BEGIN EXERCISE DATA

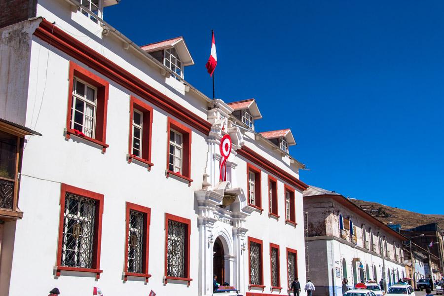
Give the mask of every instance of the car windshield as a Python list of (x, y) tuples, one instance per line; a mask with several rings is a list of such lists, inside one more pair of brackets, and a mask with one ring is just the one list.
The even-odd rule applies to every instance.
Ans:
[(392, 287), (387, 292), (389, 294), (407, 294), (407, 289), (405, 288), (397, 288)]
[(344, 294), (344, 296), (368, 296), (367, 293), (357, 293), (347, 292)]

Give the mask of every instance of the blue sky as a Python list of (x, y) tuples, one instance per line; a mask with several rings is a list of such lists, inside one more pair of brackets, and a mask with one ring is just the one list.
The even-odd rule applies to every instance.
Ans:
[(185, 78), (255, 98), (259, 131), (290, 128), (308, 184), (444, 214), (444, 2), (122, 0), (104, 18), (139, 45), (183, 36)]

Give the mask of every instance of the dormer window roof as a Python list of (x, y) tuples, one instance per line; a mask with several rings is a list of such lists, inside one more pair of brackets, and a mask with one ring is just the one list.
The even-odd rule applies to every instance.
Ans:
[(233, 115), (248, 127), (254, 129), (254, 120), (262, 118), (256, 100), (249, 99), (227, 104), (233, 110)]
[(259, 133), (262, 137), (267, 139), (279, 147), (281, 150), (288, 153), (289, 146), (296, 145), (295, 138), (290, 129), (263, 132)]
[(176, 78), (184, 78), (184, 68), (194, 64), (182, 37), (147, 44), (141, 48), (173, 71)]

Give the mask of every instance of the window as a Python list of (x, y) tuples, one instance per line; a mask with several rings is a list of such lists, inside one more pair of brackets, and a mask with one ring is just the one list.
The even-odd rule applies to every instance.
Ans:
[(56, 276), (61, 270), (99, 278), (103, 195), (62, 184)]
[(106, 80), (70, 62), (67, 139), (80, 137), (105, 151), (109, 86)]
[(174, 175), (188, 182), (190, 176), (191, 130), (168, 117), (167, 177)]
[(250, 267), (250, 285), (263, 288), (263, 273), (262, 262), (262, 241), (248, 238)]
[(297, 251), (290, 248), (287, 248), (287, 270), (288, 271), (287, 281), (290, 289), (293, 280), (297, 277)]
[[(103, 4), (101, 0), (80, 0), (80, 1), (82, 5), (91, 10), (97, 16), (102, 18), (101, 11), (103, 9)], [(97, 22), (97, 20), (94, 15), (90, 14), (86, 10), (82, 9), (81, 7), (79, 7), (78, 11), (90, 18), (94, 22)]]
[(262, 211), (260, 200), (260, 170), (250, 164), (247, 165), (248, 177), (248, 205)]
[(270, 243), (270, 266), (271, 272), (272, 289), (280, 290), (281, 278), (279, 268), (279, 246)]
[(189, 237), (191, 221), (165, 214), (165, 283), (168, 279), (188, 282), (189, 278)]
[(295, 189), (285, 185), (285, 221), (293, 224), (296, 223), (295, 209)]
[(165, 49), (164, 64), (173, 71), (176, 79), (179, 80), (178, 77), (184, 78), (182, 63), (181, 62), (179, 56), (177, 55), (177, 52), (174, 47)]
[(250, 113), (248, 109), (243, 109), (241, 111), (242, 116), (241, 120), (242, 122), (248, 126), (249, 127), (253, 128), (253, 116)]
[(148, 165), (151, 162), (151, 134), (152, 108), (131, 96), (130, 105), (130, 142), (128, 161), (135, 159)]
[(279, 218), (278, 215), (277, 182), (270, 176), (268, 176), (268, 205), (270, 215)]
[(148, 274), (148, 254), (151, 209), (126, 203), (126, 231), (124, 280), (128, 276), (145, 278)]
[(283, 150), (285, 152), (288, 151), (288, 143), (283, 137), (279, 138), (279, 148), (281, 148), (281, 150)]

END EXERCISE DATA
BEGIN EXERCISE DATA

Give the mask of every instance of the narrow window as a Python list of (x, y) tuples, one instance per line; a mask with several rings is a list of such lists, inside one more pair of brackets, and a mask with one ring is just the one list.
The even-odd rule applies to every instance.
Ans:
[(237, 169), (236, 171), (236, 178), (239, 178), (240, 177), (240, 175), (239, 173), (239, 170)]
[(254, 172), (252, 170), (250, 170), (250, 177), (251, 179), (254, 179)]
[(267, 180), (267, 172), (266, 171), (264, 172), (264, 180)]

END EXERCISE DATA
BEGIN EXERCISE DATA

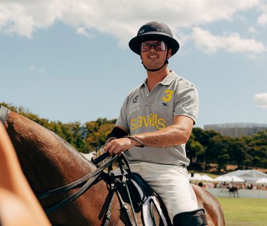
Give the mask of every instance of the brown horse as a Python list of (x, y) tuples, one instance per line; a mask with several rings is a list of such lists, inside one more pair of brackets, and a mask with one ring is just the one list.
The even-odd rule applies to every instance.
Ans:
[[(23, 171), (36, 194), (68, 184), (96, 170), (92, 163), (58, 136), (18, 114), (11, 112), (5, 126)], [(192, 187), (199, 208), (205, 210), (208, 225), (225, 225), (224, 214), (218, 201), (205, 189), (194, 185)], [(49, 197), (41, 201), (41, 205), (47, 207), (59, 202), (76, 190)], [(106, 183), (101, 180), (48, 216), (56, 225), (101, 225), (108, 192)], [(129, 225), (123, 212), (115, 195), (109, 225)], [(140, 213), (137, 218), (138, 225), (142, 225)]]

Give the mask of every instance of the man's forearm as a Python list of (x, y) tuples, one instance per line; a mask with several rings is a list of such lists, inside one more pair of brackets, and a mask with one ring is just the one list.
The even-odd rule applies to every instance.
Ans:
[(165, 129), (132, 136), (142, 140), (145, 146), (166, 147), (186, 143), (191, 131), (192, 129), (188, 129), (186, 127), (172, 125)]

END EXERCISE DATA

WHAT YOU NEED TO DO
Reproduce the lines starting at the one containing "Give the mask of every instance of the car" and ending at the one containing "45), (183, 36)]", swapping "blue sky" for "clear sky" and leaving everything else unchanged.

ANSWER TO THIS PROBLEM
Give the mask of every instance of the car windshield as a Python list of (x, y) tuples, one instance per line; a mask with several rings is a list of such lists, inside one more pair of brackets, and a mask with one ring is just the one list.
The even-odd rule applies to every instance.
Ans:
[(392, 287), (387, 292), (389, 294), (407, 294), (407, 289), (405, 288), (397, 288)]
[(344, 294), (344, 296), (368, 296), (367, 293), (357, 293), (347, 292)]

Give the mask of every instance of the clear sky as a Python list of (x, y) tuples, one instance per line; a mask with several rings is a list of such lists, inside one more pair of brackets, and a mask with one ring is just the one list.
The even-odd rule applies to every instance.
Ans:
[(185, 78), (255, 98), (259, 131), (290, 128), (308, 184), (444, 214), (444, 2), (122, 0), (104, 18), (139, 45), (183, 36)]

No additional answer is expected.